YOUR ASSIGNMENT> Write out the stretch from "Millions of dollars" through "risk to society." in the post on children's cough medications, and swap "profits" for "earnings".

Thursday, November 18, 2010

How efective are children's cough medications?

Upper respiratory infectious are the most common condition in the world and for decades over the counter (OTC) medications have been produced and sold for the relief of the associated symptoms. Because these medications are OTC the FDA has not exercised strict control although in 2007 the FDA did recommend that they not be used for children under six. When we look at the evidence a consistent message emerges relative to the effectiveness of OTC medications for adult and children’s coughs. That message is that they are not effective and could potentially cause harm. There are, however, other more natural approaches that appear to be somewhat effective in relieving the associated symptoms of upper respiratory infections.

A clinical trial comparing honey, dextromethorphan and no treatment found that “…parents rated honey most favorably for symptomatic relief of their child's nocturnal cough and sleep difficulty due to upper respiratory tract infection.” In a more recent trial (November 2010) simple vapor rub, petrolatum and no treatment were compared and the authors concluded that “Despite mild irritant adverse effects, VR provided symptomatic relief for children and allowed them and their parents to have a more restful night than those in the other study groups.” A Cochrane Review of the effectiveness of over the counter medications also concluded that “There is no good evidence for or against the effectiveness of OTC medicines in acute cough”. In yet another study comparing two common medications with no treatment found “Diphenhydramine and dextromethorphan are not superior to placebo in providing nocturnal symptom relief for children with cough and sleep difficulty as a result of an upper respiratory infection. Furthermore, the medications given to children do not result in improved quality of sleep for their parents when compared with placebo. Each clinician should consider these findings, the potential for adverse effects, and the individual and cumulative costs of the drugs before recommending them to families.”

Millions of dollars are spent promoting cough suppressants and other medications for relief of upper respiratory infections and the profits are staggering. Some authors suggest that the use of these products are somewhat engrained in our culture and it will take years of patient education and perhaps more action by the FDA to reduce the risk to society.

Text-to-region grounding data
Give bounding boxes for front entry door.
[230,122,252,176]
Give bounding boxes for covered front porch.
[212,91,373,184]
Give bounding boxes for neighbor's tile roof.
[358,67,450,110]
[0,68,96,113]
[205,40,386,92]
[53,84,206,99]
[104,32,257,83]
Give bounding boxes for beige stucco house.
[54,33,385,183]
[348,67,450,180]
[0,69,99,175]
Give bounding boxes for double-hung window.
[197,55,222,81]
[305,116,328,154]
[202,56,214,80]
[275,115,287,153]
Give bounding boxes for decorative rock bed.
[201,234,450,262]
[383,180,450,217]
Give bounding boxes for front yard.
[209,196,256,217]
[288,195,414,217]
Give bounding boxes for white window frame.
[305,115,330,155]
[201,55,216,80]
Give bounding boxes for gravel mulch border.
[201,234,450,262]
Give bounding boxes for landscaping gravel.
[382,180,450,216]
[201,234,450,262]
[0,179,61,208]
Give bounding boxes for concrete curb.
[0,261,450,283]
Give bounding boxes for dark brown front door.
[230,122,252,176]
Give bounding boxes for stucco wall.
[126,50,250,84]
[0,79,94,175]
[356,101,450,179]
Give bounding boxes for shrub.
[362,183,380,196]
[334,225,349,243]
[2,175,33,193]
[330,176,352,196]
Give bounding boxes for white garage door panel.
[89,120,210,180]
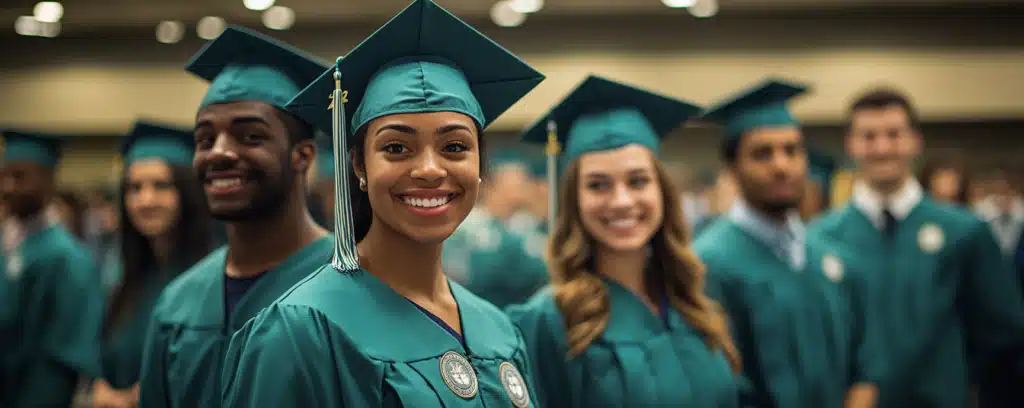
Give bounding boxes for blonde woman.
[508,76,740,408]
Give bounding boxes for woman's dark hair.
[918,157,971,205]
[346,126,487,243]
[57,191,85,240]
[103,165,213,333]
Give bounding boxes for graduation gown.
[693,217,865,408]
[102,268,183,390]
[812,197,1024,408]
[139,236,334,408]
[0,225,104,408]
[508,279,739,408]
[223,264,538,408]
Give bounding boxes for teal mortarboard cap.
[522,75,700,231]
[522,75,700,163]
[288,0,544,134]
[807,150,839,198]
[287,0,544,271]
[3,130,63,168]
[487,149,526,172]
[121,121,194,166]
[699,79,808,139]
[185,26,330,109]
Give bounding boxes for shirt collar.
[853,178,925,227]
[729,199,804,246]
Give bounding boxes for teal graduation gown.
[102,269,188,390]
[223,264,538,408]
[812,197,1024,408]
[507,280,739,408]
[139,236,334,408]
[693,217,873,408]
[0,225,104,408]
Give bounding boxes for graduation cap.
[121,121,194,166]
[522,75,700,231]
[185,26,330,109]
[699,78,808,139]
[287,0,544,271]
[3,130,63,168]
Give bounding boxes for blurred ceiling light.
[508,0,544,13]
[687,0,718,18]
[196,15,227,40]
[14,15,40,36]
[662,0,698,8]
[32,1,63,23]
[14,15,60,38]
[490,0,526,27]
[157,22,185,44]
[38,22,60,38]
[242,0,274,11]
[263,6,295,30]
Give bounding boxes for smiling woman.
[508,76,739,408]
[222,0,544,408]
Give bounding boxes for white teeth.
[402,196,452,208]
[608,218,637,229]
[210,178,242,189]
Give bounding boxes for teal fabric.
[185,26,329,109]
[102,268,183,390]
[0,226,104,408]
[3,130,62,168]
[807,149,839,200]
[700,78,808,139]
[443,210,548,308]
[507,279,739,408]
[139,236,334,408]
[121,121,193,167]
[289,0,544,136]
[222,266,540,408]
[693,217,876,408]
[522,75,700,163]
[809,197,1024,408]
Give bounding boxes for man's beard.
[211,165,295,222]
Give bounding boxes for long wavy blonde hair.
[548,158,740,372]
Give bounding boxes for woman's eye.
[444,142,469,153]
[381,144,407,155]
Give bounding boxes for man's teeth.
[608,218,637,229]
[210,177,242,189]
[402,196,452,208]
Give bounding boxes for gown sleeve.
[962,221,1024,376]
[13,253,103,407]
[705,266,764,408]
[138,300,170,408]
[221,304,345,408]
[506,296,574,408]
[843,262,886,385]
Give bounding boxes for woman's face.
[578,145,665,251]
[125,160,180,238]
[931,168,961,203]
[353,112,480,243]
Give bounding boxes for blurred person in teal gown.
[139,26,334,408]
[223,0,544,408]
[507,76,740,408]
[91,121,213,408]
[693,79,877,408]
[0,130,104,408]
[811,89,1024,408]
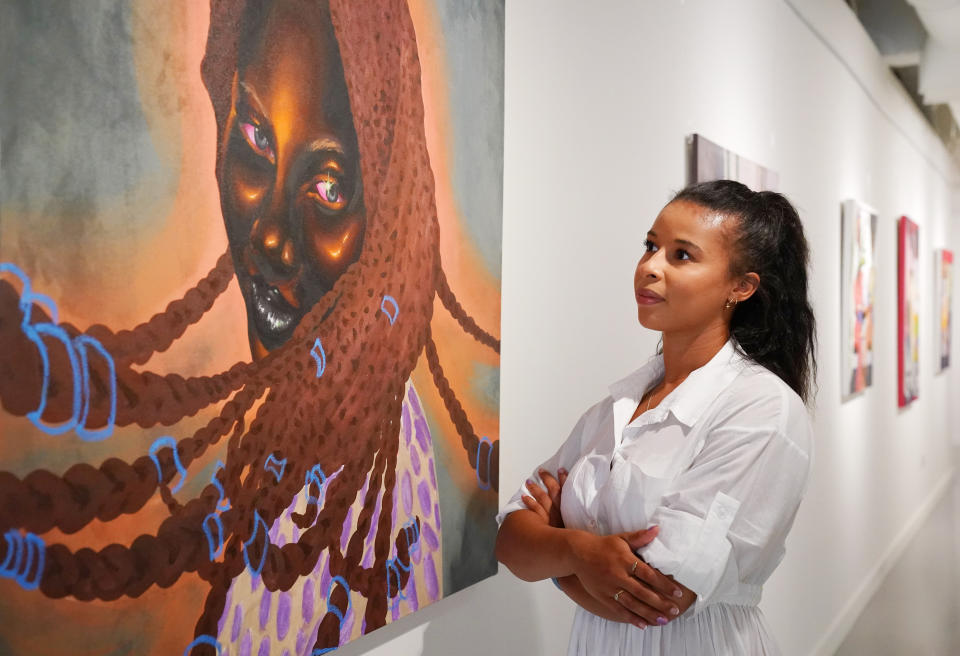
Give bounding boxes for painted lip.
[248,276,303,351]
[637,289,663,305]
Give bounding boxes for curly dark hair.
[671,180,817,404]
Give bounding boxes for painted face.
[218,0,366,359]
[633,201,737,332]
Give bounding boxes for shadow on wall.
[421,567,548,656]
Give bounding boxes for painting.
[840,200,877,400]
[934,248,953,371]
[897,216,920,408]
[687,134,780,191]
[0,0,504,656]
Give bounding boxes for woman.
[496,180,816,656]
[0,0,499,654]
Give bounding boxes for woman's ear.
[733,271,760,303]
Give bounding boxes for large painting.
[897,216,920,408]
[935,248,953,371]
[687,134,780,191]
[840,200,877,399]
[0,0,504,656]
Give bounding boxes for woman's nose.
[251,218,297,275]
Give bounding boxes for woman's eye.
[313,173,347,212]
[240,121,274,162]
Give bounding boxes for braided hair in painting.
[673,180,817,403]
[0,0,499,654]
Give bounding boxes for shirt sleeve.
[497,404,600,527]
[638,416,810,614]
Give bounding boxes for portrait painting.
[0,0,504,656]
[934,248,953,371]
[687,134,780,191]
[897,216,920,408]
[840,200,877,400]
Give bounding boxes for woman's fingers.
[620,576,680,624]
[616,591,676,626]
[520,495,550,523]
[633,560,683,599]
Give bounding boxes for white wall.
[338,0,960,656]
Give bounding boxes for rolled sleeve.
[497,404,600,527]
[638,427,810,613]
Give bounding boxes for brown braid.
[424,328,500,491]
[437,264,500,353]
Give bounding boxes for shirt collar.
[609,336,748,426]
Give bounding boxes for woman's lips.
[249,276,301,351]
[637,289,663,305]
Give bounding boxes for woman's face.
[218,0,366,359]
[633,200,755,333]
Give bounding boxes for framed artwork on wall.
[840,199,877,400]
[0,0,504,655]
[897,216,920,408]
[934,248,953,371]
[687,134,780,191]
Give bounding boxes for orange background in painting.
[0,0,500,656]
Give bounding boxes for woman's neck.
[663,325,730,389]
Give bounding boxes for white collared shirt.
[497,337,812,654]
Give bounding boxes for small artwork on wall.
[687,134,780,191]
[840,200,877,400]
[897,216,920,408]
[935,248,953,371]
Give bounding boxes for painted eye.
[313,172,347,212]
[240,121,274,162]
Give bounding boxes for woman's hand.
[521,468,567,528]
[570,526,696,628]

* * *

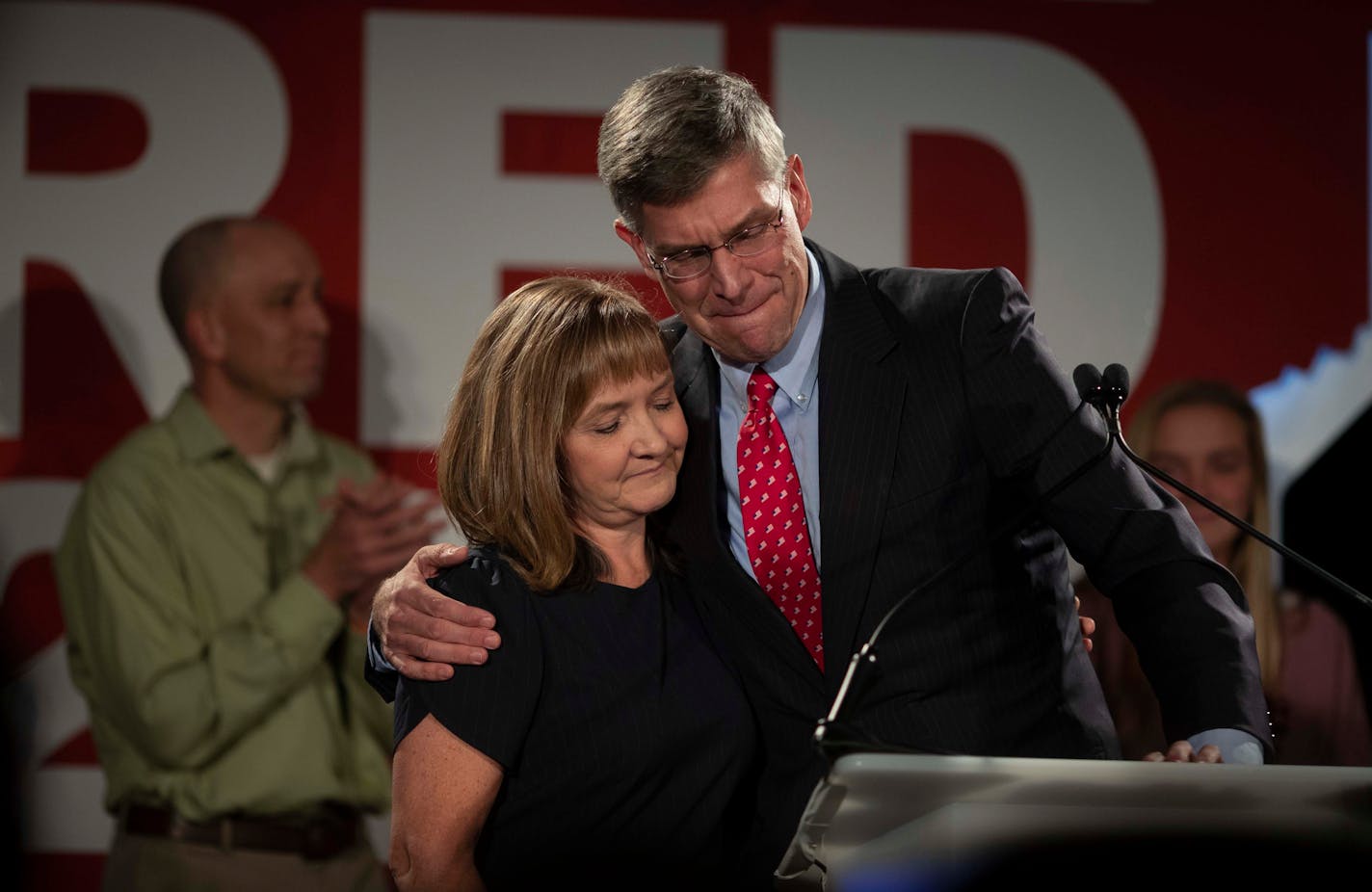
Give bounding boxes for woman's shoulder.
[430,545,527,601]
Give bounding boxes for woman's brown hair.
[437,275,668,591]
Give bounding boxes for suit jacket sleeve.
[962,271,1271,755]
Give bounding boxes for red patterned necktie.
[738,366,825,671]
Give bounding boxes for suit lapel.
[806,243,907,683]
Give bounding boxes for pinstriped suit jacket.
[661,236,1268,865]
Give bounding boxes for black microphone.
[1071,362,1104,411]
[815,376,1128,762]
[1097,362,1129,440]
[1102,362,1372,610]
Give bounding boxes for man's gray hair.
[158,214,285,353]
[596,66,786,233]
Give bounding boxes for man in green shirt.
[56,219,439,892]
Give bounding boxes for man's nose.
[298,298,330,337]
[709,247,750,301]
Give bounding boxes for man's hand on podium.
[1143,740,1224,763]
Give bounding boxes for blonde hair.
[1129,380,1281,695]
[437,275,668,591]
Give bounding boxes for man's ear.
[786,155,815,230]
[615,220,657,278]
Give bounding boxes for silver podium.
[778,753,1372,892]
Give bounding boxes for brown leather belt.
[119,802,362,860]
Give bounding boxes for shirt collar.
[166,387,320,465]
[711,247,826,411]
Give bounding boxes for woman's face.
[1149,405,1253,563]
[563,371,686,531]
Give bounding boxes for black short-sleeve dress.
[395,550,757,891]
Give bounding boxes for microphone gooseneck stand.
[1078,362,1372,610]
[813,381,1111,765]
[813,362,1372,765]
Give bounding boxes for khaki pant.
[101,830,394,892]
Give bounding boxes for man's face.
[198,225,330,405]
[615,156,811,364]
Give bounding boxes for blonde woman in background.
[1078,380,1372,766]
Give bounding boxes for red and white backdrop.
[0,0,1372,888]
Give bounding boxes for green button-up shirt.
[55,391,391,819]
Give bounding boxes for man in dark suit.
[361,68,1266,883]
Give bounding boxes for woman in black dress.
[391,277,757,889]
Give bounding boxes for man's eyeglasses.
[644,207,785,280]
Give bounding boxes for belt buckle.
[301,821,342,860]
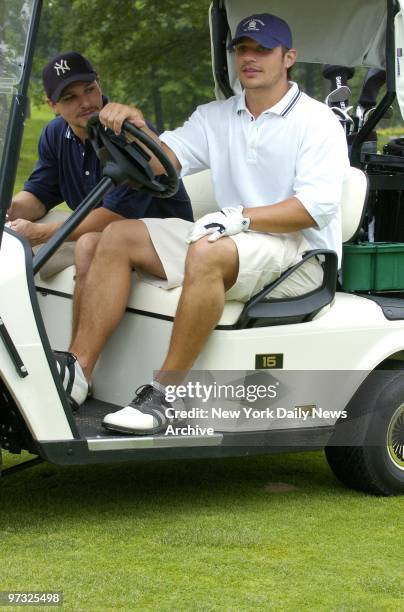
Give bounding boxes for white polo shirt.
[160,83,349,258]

--

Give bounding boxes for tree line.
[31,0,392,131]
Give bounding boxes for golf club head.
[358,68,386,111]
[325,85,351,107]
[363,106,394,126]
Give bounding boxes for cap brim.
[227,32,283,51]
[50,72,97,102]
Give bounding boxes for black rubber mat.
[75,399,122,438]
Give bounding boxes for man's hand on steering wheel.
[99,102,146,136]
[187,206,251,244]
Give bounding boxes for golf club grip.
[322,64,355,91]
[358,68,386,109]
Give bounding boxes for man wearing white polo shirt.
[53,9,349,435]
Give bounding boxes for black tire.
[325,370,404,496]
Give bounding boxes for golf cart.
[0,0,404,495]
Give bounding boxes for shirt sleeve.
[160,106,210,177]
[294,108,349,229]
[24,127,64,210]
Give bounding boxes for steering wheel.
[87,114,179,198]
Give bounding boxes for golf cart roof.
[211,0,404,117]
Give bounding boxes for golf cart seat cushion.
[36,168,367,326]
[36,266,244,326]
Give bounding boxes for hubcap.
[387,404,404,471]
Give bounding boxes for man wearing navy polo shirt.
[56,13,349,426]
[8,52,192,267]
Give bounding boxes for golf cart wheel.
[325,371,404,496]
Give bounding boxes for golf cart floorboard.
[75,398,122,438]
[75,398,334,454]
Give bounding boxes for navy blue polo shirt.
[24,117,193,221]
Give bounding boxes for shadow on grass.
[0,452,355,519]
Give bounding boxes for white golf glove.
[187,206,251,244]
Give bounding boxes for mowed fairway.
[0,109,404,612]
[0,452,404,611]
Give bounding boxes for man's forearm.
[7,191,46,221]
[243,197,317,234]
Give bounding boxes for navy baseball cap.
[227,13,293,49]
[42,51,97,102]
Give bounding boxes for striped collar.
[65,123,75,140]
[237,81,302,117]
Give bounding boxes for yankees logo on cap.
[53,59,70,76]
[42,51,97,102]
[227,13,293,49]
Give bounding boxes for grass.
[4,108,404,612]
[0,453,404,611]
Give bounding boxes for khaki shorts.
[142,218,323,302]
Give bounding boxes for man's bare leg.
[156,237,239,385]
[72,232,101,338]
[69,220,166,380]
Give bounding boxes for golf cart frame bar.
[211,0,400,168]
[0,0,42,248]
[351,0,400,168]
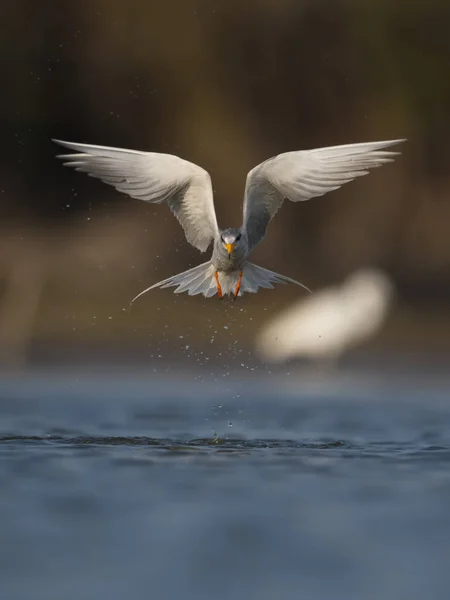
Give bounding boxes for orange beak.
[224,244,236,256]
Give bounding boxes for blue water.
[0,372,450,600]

PROBLEM SOLUTION>
Millions of dollars are spent promoting cough suppressants and other medications for relief of upper respiratory infections and the earnings are staggering. Some authors suggest that the use of these products are somewhat engrained in our culture and it will take years of patient education and perhaps more action by the FDA to reduce the risk to society.